■ PROBLEM REQUIREMENTS
Give every line of the data again, exactly as it is written.

■ DATA SUPPLIED

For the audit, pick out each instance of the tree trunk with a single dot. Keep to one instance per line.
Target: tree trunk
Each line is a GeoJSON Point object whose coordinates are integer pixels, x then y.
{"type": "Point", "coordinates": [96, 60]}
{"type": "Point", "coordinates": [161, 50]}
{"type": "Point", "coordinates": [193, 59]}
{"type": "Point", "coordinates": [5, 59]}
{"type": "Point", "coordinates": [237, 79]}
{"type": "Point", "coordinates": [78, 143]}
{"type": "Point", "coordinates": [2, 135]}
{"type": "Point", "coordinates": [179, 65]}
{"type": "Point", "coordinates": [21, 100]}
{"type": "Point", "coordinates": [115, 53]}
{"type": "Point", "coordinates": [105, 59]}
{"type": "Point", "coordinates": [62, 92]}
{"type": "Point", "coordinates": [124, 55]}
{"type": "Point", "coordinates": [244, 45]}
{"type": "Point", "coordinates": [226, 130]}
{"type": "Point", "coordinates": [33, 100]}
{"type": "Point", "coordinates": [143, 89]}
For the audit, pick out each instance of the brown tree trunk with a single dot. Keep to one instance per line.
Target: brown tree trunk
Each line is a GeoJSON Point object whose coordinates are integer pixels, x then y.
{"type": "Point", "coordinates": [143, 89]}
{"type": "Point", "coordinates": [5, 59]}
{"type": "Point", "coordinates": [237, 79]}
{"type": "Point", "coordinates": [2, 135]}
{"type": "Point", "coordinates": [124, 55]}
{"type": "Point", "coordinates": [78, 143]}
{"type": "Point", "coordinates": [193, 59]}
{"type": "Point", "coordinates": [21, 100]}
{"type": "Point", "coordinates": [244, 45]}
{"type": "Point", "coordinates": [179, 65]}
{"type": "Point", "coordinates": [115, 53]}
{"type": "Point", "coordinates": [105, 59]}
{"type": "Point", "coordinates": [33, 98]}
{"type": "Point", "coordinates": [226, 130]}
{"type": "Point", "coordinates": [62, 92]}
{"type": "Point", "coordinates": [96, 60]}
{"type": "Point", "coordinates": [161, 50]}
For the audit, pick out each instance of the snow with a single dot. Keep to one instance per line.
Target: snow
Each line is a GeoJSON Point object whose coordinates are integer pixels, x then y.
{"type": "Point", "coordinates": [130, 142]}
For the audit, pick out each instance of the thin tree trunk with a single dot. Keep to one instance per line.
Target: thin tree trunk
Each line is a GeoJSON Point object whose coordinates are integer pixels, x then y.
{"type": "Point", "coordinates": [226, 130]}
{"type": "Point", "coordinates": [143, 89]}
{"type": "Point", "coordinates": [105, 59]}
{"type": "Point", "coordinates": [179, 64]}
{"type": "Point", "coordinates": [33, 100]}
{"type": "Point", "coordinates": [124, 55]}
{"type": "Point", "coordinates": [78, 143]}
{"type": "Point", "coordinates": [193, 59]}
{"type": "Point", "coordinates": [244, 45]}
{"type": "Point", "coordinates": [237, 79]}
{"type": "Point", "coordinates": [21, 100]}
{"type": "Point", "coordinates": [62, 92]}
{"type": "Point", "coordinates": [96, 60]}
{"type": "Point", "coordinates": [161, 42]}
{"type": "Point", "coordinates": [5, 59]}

■ WRITTEN SOLUTION
For the audit, pick out each instance of the tree trunk with a single dot. Keep to one instance per line.
Target: tree trunk
Each line is a GeoJSON Point object whose coordinates are integer pixels, x then y.
{"type": "Point", "coordinates": [96, 60]}
{"type": "Point", "coordinates": [161, 50]}
{"type": "Point", "coordinates": [193, 59]}
{"type": "Point", "coordinates": [5, 59]}
{"type": "Point", "coordinates": [237, 79]}
{"type": "Point", "coordinates": [78, 143]}
{"type": "Point", "coordinates": [2, 135]}
{"type": "Point", "coordinates": [179, 65]}
{"type": "Point", "coordinates": [21, 100]}
{"type": "Point", "coordinates": [115, 53]}
{"type": "Point", "coordinates": [105, 59]}
{"type": "Point", "coordinates": [62, 92]}
{"type": "Point", "coordinates": [124, 55]}
{"type": "Point", "coordinates": [244, 45]}
{"type": "Point", "coordinates": [226, 130]}
{"type": "Point", "coordinates": [33, 100]}
{"type": "Point", "coordinates": [143, 89]}
For the audit, pick out each instance of the brown tree trunk with a single dot. Keep to one instance per line.
Target: brown tree trunk
Each line is a GeoJSON Point object whose coordinates are integer pixels, x then y.
{"type": "Point", "coordinates": [143, 89]}
{"type": "Point", "coordinates": [5, 59]}
{"type": "Point", "coordinates": [237, 79]}
{"type": "Point", "coordinates": [2, 135]}
{"type": "Point", "coordinates": [124, 55]}
{"type": "Point", "coordinates": [78, 143]}
{"type": "Point", "coordinates": [193, 59]}
{"type": "Point", "coordinates": [21, 100]}
{"type": "Point", "coordinates": [244, 45]}
{"type": "Point", "coordinates": [179, 65]}
{"type": "Point", "coordinates": [115, 53]}
{"type": "Point", "coordinates": [105, 59]}
{"type": "Point", "coordinates": [33, 98]}
{"type": "Point", "coordinates": [226, 130]}
{"type": "Point", "coordinates": [62, 92]}
{"type": "Point", "coordinates": [96, 60]}
{"type": "Point", "coordinates": [161, 50]}
For the audit, pick out each instance of the snow with a single dot. Keep to one instance per line.
Target: snow
Each line is a GeoJSON Point object whose coordinates are integer pixels, x then y.
{"type": "Point", "coordinates": [130, 142]}
For the audit, pick out each instance of the thin tree trunk with a single dot. Keep to one instance per line.
Target: thin tree trunk
Each line is a GeoJSON Point object whose coordinates are integer pixels, x then y.
{"type": "Point", "coordinates": [226, 130]}
{"type": "Point", "coordinates": [143, 89]}
{"type": "Point", "coordinates": [105, 59]}
{"type": "Point", "coordinates": [179, 64]}
{"type": "Point", "coordinates": [33, 100]}
{"type": "Point", "coordinates": [124, 55]}
{"type": "Point", "coordinates": [78, 143]}
{"type": "Point", "coordinates": [193, 59]}
{"type": "Point", "coordinates": [244, 45]}
{"type": "Point", "coordinates": [237, 79]}
{"type": "Point", "coordinates": [21, 100]}
{"type": "Point", "coordinates": [62, 92]}
{"type": "Point", "coordinates": [96, 60]}
{"type": "Point", "coordinates": [161, 42]}
{"type": "Point", "coordinates": [5, 59]}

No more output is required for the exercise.